* start Material to process *

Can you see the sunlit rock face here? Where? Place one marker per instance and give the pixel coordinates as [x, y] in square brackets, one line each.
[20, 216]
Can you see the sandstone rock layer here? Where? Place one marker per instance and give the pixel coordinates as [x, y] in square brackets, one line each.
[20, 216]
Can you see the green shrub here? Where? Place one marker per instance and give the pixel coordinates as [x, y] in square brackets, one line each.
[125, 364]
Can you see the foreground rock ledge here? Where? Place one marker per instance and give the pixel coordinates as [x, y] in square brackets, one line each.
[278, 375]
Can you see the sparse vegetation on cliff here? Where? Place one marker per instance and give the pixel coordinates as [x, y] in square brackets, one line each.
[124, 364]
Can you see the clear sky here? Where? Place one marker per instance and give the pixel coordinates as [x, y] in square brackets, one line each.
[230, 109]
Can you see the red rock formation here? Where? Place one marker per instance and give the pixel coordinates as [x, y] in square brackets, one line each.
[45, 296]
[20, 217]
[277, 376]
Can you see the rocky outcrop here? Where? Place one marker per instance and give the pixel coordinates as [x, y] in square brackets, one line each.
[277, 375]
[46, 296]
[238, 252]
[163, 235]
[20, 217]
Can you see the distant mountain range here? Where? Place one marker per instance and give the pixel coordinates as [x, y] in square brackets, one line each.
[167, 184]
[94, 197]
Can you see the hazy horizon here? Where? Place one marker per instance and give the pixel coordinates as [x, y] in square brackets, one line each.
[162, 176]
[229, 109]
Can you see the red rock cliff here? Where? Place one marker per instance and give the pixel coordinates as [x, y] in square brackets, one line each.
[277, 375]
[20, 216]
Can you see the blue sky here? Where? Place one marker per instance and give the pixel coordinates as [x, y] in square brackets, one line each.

* end Material to process *

[Goal] Your task is to print the whole listing again exactly.

[Written reply]
Can you see the sunlit rock face here? Where? Place one marker per instance and give the pixel coordinates as [x, y] in square brackets, one line each.
[20, 216]
Can you see the sandstone rock layer here? Where? Place one marker per instance and give the pixel coordinates as [x, y] in square brackets, one line each.
[20, 216]
Can you see the green shrub here? Where? Place one marker per instance and give the pixel coordinates as [x, y] in square brackets, one line each.
[125, 364]
Can you see the foreground rock ledge here? Where? Place one marker per instance and give the pixel coordinates as [x, y] in square brackets, one line each.
[278, 375]
Can you see the sparse vegetation on cliff here? Where? Place one marker per instance and give the pixel coordinates as [x, y] in square brackets, one line each.
[124, 364]
Can you see the clear sky here? Where? Place one marker per instance and give the pixel coordinates as [x, y] in square brackets, one line each.
[230, 109]
Can you see the red rock formation here? Where? Place one marker per instance and give the pixel coordinates as [x, y] in square brackets, one line each.
[45, 296]
[20, 217]
[277, 376]
Can you see the rocky outcrop here? Where? Place one marker per instance and give the pixel coordinates as [x, y] in square brackets, one line each.
[277, 375]
[46, 296]
[238, 252]
[163, 235]
[20, 217]
Can you see the distant mountain range here? Where? Place one marker per instance and give the pixel coordinates as [x, y] in square brackets, one line each.
[167, 184]
[94, 197]
Can you see the hazy horizon here? Where? Place one marker per instance and give the pixel coordinates as [x, y] in square brackets, one line each.
[162, 176]
[229, 109]
Can you see the red rock cliff here? Where? Place one marker per instance and give the pixel coordinates as [x, y] in square brackets, one line each.
[277, 375]
[20, 216]
Can you see the blue sky here? Where? Place one marker per instance and give the pixel coordinates as [x, y] in square brackets, one line each.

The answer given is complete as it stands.